(Set of tasks):
**a)** Answer these questions from the Impostor text:
(i) Which Spanish word turns up in the first paragraph of the essay the writer is reading?
(ii) How many years does the writer say were spent in California?
(iii) Who promised in tenth grade that knowing Latin roots would help with English words?
**b)** Reproduce the passage of the Impostor text between "I do not speak" and "in central California.", inclusive, without changing a word.

Impostor

I am reading a beautifully written essay on the difficulties of relating childhood memories in English when you grew up speaking another language.  Some things just don’t translate.  In fact, one could argue that events experienced in one language can no more be translated into another than apple can be translated into banana.  Barney the Dinosaur notwithstanding, if you grew up speaking, breathing, existing in purple, how is one to render the experience into green?  The phrase “lost in translation” doesn’t tell the half of it.

In the very first paragraph of the essay, I ran across the Spanish word maldito.  Instinctively, I know that this is translated into English as “damned.”  I do not know how I know this.  Somewhere between growing up in New York and twenty years in California, I inhaled it through my pores.

I do not speak Spanish.  This fact hit me hard recently when, sitting at a table full of strangers, I heard a nearby woman speak a few words en español and I responded in kind.  “Do you speak Spanish, or just understand it?” she asked me in English.  Busted!  I am an impostor, and this was her way of telling me that she knew it.

Having some knowledge of Latin roots has helped me “figure out” the meanings of many English words without having to look them up, just as Mrs. Morse promised back in tenth grade.  But recognizing bits of Latin has helped me to understand words in the Romance languages as well, first in my high school and college study of French and later, in my study of Spanish on the streets, in the supermarkets and in the break rooms of my workplaces in central California.

(Information shown):
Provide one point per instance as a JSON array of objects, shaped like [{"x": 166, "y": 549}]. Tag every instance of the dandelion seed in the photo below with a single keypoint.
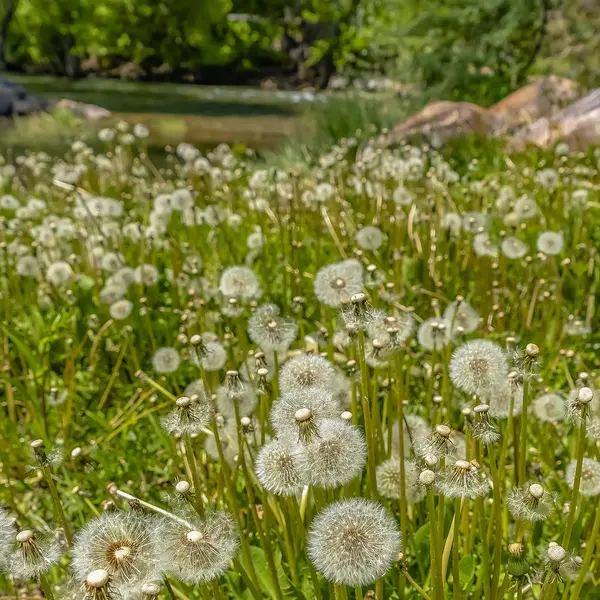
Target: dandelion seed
[
  {"x": 531, "y": 502},
  {"x": 240, "y": 282},
  {"x": 121, "y": 309},
  {"x": 550, "y": 243},
  {"x": 60, "y": 273},
  {"x": 7, "y": 536},
  {"x": 337, "y": 283},
  {"x": 333, "y": 457},
  {"x": 513, "y": 248},
  {"x": 125, "y": 545},
  {"x": 190, "y": 416},
  {"x": 276, "y": 468},
  {"x": 478, "y": 366},
  {"x": 462, "y": 480},
  {"x": 304, "y": 372},
  {"x": 370, "y": 238},
  {"x": 433, "y": 334},
  {"x": 271, "y": 331},
  {"x": 481, "y": 427},
  {"x": 590, "y": 476},
  {"x": 354, "y": 542},
  {"x": 319, "y": 402},
  {"x": 34, "y": 555},
  {"x": 201, "y": 550},
  {"x": 166, "y": 360}
]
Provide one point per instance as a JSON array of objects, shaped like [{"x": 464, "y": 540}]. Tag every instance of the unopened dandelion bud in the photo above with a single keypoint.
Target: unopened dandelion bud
[
  {"x": 307, "y": 424},
  {"x": 518, "y": 567},
  {"x": 150, "y": 591},
  {"x": 97, "y": 579},
  {"x": 427, "y": 477},
  {"x": 183, "y": 488}
]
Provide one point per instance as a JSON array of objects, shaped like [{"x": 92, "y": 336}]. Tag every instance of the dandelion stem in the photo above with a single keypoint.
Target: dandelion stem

(Answers provided):
**a)**
(i) Maldito.
(ii) Twenty years.
(iii) Mrs. Morse.

**b)**
I do not speak Spanish.  This fact hit me hard recently when, sitting at a table full of strangers, I heard a nearby woman speak a few words en español and I responded in kind.  “Do you speak Spanish, or just understand it?” she asked me in English.  Busted!  I am an impostor, and this was her way of telling me that she knew it.

Having some knowledge of Latin roots has helped me “figure out” the meanings of many English words without having to look them up, just as Mrs. Morse promised back in tenth grade.  But recognizing bits of Latin has helped me to understand words in the Romance languages as well, first in my high school and college study of French and later, in my study of Spanish on the streets, in the supermarkets and in the break rooms of my workplaces in central California.